** Task objective **
In the records that follow, locate every line with "bbox" and extract it.

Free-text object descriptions
▼
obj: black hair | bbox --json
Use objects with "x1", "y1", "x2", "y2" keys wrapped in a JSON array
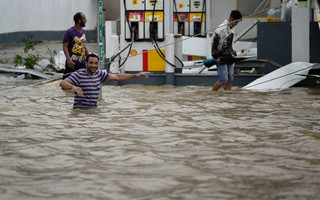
[
  {"x1": 86, "y1": 53, "x2": 99, "y2": 62},
  {"x1": 73, "y1": 12, "x2": 83, "y2": 24},
  {"x1": 230, "y1": 10, "x2": 242, "y2": 21}
]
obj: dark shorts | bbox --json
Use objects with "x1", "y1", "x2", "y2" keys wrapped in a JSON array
[{"x1": 63, "y1": 62, "x2": 86, "y2": 79}]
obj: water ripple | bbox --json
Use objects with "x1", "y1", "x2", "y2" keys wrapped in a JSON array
[{"x1": 0, "y1": 83, "x2": 319, "y2": 199}]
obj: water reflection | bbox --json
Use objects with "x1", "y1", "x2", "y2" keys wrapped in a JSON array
[{"x1": 0, "y1": 79, "x2": 319, "y2": 199}]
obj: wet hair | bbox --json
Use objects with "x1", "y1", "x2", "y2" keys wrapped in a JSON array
[
  {"x1": 230, "y1": 10, "x2": 242, "y2": 21},
  {"x1": 73, "y1": 12, "x2": 83, "y2": 24},
  {"x1": 86, "y1": 53, "x2": 99, "y2": 62}
]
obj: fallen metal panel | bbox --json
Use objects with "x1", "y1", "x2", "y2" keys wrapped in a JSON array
[
  {"x1": 243, "y1": 62, "x2": 314, "y2": 91},
  {"x1": 0, "y1": 64, "x2": 50, "y2": 79}
]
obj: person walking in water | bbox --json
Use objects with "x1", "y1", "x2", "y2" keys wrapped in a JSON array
[
  {"x1": 211, "y1": 10, "x2": 242, "y2": 91},
  {"x1": 59, "y1": 54, "x2": 149, "y2": 109},
  {"x1": 62, "y1": 12, "x2": 89, "y2": 79}
]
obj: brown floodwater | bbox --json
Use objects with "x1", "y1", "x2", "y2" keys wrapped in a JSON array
[{"x1": 0, "y1": 76, "x2": 320, "y2": 199}]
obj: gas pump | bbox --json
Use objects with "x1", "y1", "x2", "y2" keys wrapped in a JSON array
[
  {"x1": 173, "y1": 0, "x2": 189, "y2": 35},
  {"x1": 125, "y1": 11, "x2": 144, "y2": 41},
  {"x1": 124, "y1": 0, "x2": 145, "y2": 41},
  {"x1": 121, "y1": 0, "x2": 166, "y2": 72},
  {"x1": 190, "y1": 0, "x2": 206, "y2": 36},
  {"x1": 124, "y1": 0, "x2": 164, "y2": 41},
  {"x1": 145, "y1": 0, "x2": 164, "y2": 40},
  {"x1": 189, "y1": 12, "x2": 205, "y2": 36},
  {"x1": 117, "y1": 0, "x2": 211, "y2": 72},
  {"x1": 145, "y1": 10, "x2": 164, "y2": 40},
  {"x1": 173, "y1": 13, "x2": 190, "y2": 35},
  {"x1": 173, "y1": 0, "x2": 206, "y2": 37}
]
▲
** Response to the exercise **
obj: black hair | bbox --json
obj: dark shorts | bbox --json
obj: water ripple | bbox --json
obj: water reflection | bbox --json
obj: wet hair | bbox --json
obj: fallen metal panel | bbox --json
obj: person walking in water | bbox --json
obj: brown floodwater | bbox --json
obj: gas pump | bbox --json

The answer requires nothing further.